Work item —
Would you reproduce, word for word, only the lines running from the top of the data through the line containing "sample | x=127, y=47", and none of the pictures?

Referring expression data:
● ● ● ● ●

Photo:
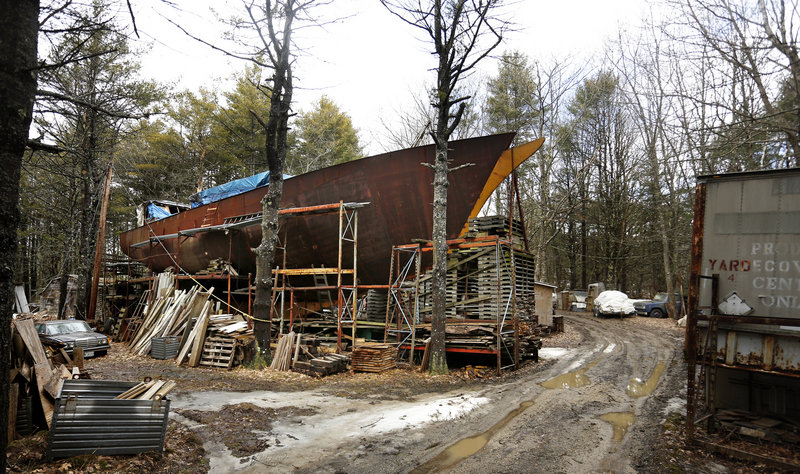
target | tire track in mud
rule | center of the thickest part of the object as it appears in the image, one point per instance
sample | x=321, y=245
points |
x=578, y=420
x=591, y=419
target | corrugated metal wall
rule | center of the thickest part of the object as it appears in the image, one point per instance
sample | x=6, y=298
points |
x=88, y=420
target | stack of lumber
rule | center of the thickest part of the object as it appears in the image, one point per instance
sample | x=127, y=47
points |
x=150, y=390
x=320, y=366
x=226, y=337
x=285, y=352
x=170, y=315
x=492, y=225
x=373, y=357
x=472, y=336
x=34, y=373
x=376, y=306
x=219, y=266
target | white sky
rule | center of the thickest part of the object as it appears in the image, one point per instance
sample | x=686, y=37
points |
x=369, y=63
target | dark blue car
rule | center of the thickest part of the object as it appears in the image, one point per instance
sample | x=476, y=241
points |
x=657, y=307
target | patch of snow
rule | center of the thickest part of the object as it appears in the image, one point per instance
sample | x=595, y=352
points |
x=552, y=352
x=614, y=302
x=675, y=405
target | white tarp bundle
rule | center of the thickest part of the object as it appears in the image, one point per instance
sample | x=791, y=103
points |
x=613, y=302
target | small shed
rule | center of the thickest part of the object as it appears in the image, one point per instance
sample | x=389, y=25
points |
x=543, y=297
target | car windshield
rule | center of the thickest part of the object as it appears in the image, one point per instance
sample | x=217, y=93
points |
x=660, y=298
x=64, y=328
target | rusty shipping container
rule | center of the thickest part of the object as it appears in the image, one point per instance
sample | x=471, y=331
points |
x=743, y=330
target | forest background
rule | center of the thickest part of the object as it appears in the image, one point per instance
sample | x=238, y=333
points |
x=708, y=86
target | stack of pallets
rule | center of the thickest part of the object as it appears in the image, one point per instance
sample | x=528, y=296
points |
x=373, y=358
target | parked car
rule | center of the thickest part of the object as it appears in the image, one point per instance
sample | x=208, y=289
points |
x=612, y=303
x=657, y=307
x=577, y=300
x=72, y=333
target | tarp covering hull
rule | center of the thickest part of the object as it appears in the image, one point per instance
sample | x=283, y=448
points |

● ● ● ● ●

Solution —
Photo:
target | tire track in mud
rule | center of the thickest part of the object as it appears in the image, one point per instance
sample | x=321, y=245
points |
x=578, y=420
x=591, y=419
target | corrugated metal wall
rule | center of the thickest part of the object as it appears in the image, one point per instance
sample | x=6, y=298
points |
x=88, y=420
target | stack of lumber
rule | center of the thickest part of the object as it appears in the image, one point per instance
sample | x=127, y=47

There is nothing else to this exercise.